## Text block:

━━━━

During my stay in Banta, I carefully documented the ways in which local residents mediated and managed the tensions provoked by Somali understandings of hierarchy and inequality that prized those of jileec status and subjugated those identified as jareer. Despite their non-Somali ancestry, everyone in Banta claimed membership in a Somali clan, either on the basis of the clan identity of the person who had originally enslaved their ancestors, or through an ancestor's later adoption into a clan for protection and identity within Somali society. Scholars describe Somali kinship as a segmentary lineage structure, in which every Somali is a member of one of five major clan families (Darood, Dir, Isaaq, Rahanweyn, and Hawiye), each of which encompasses large groups of lineages in a cascading set of lineage-based kinship groups determined patrilineally. Every Somali claims membership in a particular lineage of a particular clan, and can identify his or her relationship to every other Somali through tracing his or her connections through the overarching kinship system. The lineage and clan structure provided the basis for social and political life, including knowing one's enemies and allies when conflict occurred.
Banta included families who claimed membership in three of Somalia's five major clans (Darood, Rahanweyn, and Hawiye), although the connections between families of different clan membership far outweighed the distinctions among them. In Banta, people married and shared friendships across clan lines, and when compensation had to be paid for a crime committed by a villager against someone from outside the village, all of Banta's families contributed rather than just the offender's clan relatives. In short, lineage and clan membership was far more important for claiming membership within broader Somali society than it was for structuring life within the village.

━━━━

Reproduce the part of the passage on clan membership in Banta from "Banta included families" up to and including "within the village.".

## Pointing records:

━━━━

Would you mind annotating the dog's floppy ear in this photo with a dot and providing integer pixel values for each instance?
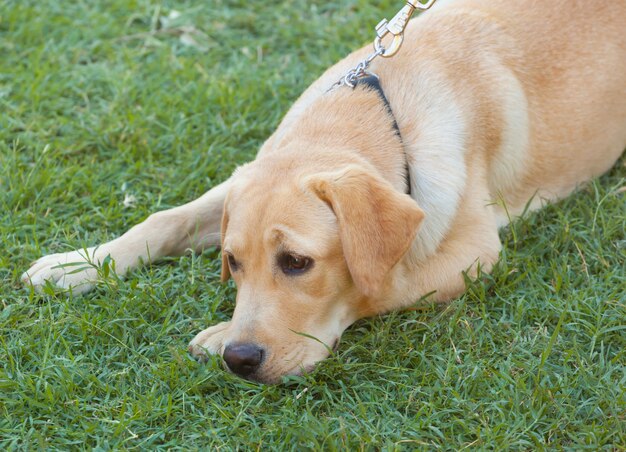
(377, 224)
(225, 267)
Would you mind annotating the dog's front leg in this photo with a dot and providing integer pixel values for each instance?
(195, 225)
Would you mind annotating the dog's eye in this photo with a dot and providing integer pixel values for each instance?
(292, 264)
(232, 263)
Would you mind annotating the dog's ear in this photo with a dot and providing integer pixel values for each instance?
(225, 268)
(377, 224)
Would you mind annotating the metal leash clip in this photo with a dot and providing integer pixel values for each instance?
(396, 27)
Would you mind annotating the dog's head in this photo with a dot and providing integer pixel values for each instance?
(309, 254)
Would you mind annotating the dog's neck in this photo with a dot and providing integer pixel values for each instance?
(354, 126)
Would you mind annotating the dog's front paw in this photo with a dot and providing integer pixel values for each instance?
(209, 342)
(77, 270)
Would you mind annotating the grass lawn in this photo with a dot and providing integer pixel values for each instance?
(112, 110)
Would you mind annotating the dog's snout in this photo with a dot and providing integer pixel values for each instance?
(243, 359)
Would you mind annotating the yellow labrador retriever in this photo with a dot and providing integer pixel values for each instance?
(497, 103)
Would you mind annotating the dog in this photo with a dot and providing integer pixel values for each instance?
(366, 199)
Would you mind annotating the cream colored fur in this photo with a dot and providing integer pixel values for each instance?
(499, 102)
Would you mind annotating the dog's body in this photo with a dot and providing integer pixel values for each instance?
(500, 105)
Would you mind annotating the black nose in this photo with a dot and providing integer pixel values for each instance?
(243, 359)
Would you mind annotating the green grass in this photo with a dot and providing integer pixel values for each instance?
(96, 104)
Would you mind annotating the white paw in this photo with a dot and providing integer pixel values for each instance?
(76, 270)
(209, 341)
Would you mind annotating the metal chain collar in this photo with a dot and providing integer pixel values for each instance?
(394, 27)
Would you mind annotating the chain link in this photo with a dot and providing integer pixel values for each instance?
(396, 28)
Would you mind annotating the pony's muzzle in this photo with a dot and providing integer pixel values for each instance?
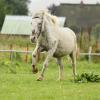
(34, 70)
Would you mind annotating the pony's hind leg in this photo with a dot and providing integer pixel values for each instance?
(61, 68)
(73, 58)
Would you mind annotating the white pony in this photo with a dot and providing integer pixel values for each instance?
(56, 40)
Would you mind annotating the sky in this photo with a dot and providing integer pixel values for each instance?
(36, 5)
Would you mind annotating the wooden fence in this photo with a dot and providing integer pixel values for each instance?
(89, 54)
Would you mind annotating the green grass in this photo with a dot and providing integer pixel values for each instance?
(22, 84)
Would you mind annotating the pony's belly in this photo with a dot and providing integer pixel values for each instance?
(60, 52)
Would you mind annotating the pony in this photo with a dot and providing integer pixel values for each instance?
(57, 41)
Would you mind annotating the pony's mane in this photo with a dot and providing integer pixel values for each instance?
(51, 17)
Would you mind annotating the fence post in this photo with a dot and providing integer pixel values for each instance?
(11, 53)
(89, 54)
(26, 57)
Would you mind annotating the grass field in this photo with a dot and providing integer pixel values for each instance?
(18, 83)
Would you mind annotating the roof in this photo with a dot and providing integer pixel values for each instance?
(20, 25)
(79, 14)
(16, 25)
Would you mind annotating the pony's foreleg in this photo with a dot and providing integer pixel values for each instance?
(49, 55)
(73, 57)
(35, 57)
(61, 69)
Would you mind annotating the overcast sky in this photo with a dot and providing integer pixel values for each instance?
(42, 4)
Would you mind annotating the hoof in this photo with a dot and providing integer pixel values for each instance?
(40, 78)
(35, 71)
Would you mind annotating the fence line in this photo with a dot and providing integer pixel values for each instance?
(89, 54)
(23, 51)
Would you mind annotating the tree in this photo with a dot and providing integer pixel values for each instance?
(13, 7)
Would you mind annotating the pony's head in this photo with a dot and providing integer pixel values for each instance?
(40, 20)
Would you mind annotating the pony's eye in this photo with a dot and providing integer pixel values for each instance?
(35, 17)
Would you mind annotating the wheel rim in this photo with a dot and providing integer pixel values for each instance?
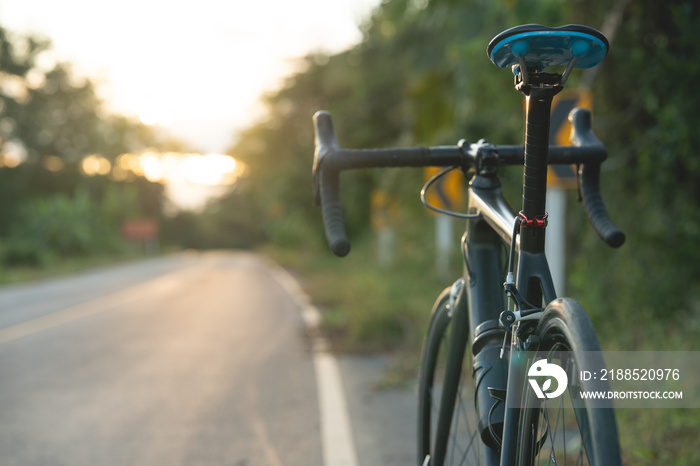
(464, 446)
(559, 432)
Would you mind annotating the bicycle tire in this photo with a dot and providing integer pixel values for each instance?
(464, 445)
(565, 331)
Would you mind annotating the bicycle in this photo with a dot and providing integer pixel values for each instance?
(513, 424)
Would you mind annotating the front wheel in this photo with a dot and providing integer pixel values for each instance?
(450, 437)
(567, 429)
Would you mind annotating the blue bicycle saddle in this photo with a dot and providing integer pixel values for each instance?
(543, 46)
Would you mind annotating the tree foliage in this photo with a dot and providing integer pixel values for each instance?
(50, 119)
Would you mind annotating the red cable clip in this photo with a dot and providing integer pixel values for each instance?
(536, 222)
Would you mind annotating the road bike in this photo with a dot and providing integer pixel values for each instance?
(479, 400)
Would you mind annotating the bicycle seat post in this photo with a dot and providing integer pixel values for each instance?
(529, 49)
(539, 90)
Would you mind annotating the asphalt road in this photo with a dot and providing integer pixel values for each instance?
(190, 359)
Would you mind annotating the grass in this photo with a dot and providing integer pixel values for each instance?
(64, 266)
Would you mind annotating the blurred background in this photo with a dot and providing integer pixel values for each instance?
(154, 126)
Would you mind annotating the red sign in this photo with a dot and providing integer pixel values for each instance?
(140, 230)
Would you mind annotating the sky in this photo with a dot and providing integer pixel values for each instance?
(196, 68)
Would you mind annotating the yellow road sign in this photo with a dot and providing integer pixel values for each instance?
(447, 192)
(564, 176)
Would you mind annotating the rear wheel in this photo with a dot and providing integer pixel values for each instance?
(567, 430)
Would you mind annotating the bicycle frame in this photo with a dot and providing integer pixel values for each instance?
(487, 237)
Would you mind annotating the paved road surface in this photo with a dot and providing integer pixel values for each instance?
(191, 359)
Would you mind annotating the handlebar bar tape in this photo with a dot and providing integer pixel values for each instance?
(327, 185)
(589, 174)
(593, 203)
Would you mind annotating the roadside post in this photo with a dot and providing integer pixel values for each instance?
(561, 178)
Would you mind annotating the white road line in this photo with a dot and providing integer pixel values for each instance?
(337, 441)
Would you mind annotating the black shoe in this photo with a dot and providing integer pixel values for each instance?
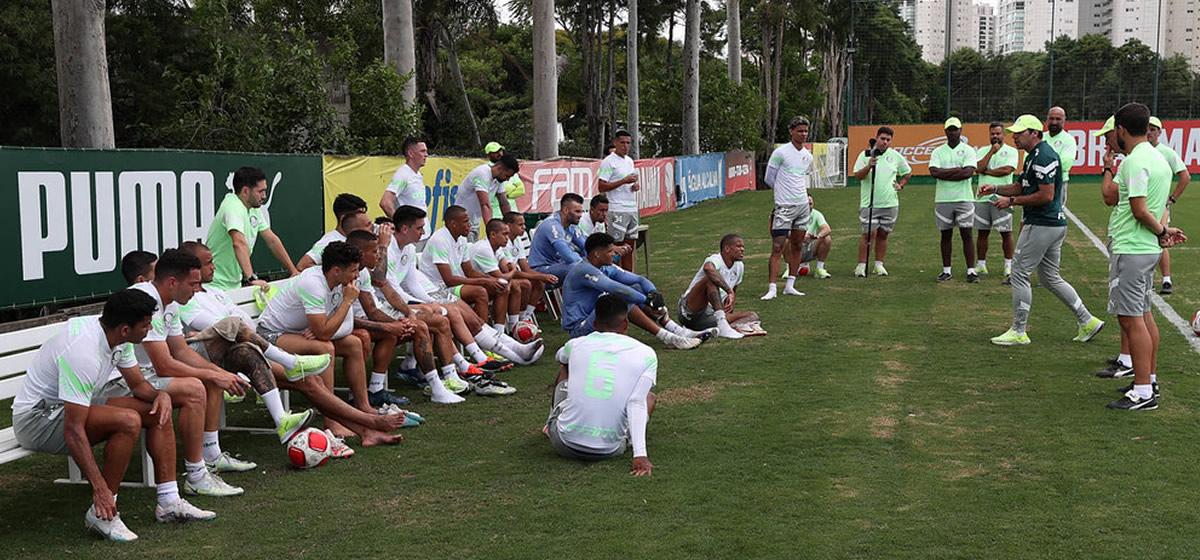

━━━━

## Solution for this problem:
Banta included families who claimed membership in three of Somalia's five major clans (Darood, Rahanweyn, and Hawiye), although the connections between families of different clan membership far outweighed the distinctions among them. In Banta, people married and shared friendships across clan lines, and when compensation had to be paid for a crime committed by a villager against someone from outside the village, all of Banta's families contributed rather than just the offender's clan relatives. In short, lineage and clan membership was far more important for claiming membership within broader Somali society than it was for structuring life within the village.